▸ Excerpted passage:
Start of Block

Keeping One Eye on the Prize
January 31, 2025•360 words
Once you've gathered your tools, you need to do something with them.
I feel swamped in a tech bubble moment where there's a lot of tool-building and conversations about tools and their potential for building more tools. I.e. AI and tech, and it's potential for helping folks build more platforms for AI and tech etc. etc.
However, I feel like I'm missing exposure to activity where those tools are in use for an external end purpose.
Everyone is so focused on the shovels for the gold rush, but what are people actually doing with their gold?
Sure, selling shovels is a lucrative business to be in but it's a few steps removed from where people are living.
Like I'm selling guitars, but never actually experiencing music.
And so it is with building this writing muscle: a means to what end?
What do you say when you've found your voice?
What do you use your fancy AI model for once you've got the one that's passing all the right benchmarks?
This feels like a fast-track train to existential questions around what counts as living vs striving to live.
Don't medics just equip you with health so that you can get busy living? Isn't education just a means to navigating the world?

End of Block

▸ Data listing:
Start of Block

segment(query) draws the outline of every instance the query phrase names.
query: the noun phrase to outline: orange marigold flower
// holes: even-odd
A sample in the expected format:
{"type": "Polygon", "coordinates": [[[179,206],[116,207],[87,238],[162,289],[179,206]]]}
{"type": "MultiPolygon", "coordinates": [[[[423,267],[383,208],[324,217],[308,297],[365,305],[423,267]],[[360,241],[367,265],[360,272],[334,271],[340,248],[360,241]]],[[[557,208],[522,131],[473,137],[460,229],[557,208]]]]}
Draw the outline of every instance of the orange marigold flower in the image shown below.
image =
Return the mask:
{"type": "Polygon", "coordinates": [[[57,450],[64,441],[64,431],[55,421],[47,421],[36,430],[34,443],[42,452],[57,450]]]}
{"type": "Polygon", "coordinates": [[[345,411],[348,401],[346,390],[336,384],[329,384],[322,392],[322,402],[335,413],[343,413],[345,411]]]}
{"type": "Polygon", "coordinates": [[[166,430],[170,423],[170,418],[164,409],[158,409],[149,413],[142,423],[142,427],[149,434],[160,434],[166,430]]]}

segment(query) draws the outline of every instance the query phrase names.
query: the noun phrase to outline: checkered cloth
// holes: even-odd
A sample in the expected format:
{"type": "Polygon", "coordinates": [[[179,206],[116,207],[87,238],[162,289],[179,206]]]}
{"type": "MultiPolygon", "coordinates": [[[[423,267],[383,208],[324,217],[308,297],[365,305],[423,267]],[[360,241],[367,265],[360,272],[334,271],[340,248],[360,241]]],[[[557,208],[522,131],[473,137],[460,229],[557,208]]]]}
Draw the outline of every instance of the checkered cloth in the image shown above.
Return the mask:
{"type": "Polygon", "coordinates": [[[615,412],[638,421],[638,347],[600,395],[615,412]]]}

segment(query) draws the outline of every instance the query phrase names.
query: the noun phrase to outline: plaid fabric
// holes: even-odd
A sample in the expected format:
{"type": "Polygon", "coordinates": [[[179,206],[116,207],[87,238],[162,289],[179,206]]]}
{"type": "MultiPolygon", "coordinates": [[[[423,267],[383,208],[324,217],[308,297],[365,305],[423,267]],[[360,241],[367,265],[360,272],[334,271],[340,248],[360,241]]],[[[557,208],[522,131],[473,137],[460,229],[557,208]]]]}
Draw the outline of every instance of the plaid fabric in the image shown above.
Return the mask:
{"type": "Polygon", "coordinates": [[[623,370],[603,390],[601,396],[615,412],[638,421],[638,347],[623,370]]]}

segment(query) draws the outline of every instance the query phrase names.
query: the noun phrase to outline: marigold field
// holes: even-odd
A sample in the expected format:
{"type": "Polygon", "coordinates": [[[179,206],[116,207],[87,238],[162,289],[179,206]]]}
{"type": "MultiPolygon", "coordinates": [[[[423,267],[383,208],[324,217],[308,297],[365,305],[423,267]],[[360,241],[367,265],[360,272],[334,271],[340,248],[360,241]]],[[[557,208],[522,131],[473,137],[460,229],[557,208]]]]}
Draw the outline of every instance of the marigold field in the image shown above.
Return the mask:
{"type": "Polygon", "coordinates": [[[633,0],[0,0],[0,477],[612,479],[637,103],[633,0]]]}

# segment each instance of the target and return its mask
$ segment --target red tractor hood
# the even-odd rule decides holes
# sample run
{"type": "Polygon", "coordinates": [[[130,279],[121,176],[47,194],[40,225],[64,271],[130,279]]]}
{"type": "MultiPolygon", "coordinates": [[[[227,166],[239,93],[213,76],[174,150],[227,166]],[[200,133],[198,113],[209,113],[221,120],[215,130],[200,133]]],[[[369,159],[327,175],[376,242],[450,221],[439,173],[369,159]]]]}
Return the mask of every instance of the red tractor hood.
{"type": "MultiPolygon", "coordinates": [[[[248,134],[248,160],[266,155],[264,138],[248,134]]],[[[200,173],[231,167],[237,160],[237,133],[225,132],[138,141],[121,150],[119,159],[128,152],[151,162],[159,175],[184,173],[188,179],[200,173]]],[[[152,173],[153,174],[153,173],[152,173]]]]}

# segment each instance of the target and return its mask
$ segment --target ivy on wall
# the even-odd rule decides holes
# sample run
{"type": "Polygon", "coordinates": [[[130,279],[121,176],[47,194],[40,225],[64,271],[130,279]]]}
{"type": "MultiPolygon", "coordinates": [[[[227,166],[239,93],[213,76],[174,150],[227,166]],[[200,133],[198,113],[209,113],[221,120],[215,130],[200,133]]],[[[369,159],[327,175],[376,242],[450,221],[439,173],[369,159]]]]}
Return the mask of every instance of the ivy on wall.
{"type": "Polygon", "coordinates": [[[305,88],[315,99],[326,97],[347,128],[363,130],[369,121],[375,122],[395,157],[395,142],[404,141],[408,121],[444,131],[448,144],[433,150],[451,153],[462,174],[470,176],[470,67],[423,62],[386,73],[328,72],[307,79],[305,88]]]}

End of Block

▸ Tasks to carry out:
A - Reproduce the post about tools and their end purpose from "I feel swamped" to "external end purpose.".
B - In the post about tools and their end purpose, what does the writer compare selling shovels to?
C - Pick up the post about tools and their end purpose after its final sentence and carry it on.
The records stand apart from the post and serve as separate material.

▸ Results of the exercise:
A -
I feel swamped in a tech bubble moment where there's a lot of tool-building and conversations about tools and their potential for building more tools. I.e. AI and tech, and it's potential for helping folks build more platforms for AI and tech etc. etc.
However, I feel like I'm missing exposure to activity where those tools are in use for an external end purpose.

B - Selling guitars but never actually experiencing music.

C -
Which activities count as an end as opposed to a means to an end?
Some ideas bubbling to the surface immediately:
- Creating art, for art's sake
- Exploring, discovering and appreciating the physical world
- Learning new ideas, and other ways of thinking for the sake of it
- Play
- Consuming art for art's sake
Whatever else is on the list, I could do with more deliberate representation in my daily interaction-sphere. So it's not all means and no ends, even though some means are ends in themselves. Can't you just write for the pleasure of writing? Or build muscle for the delight of progress? It is useful to prepare;
"If I knew I was going to live this long, I would have taken better care of my body" - Mickey Mantle
but that's not always the point and I'm not trying to keep sight of that.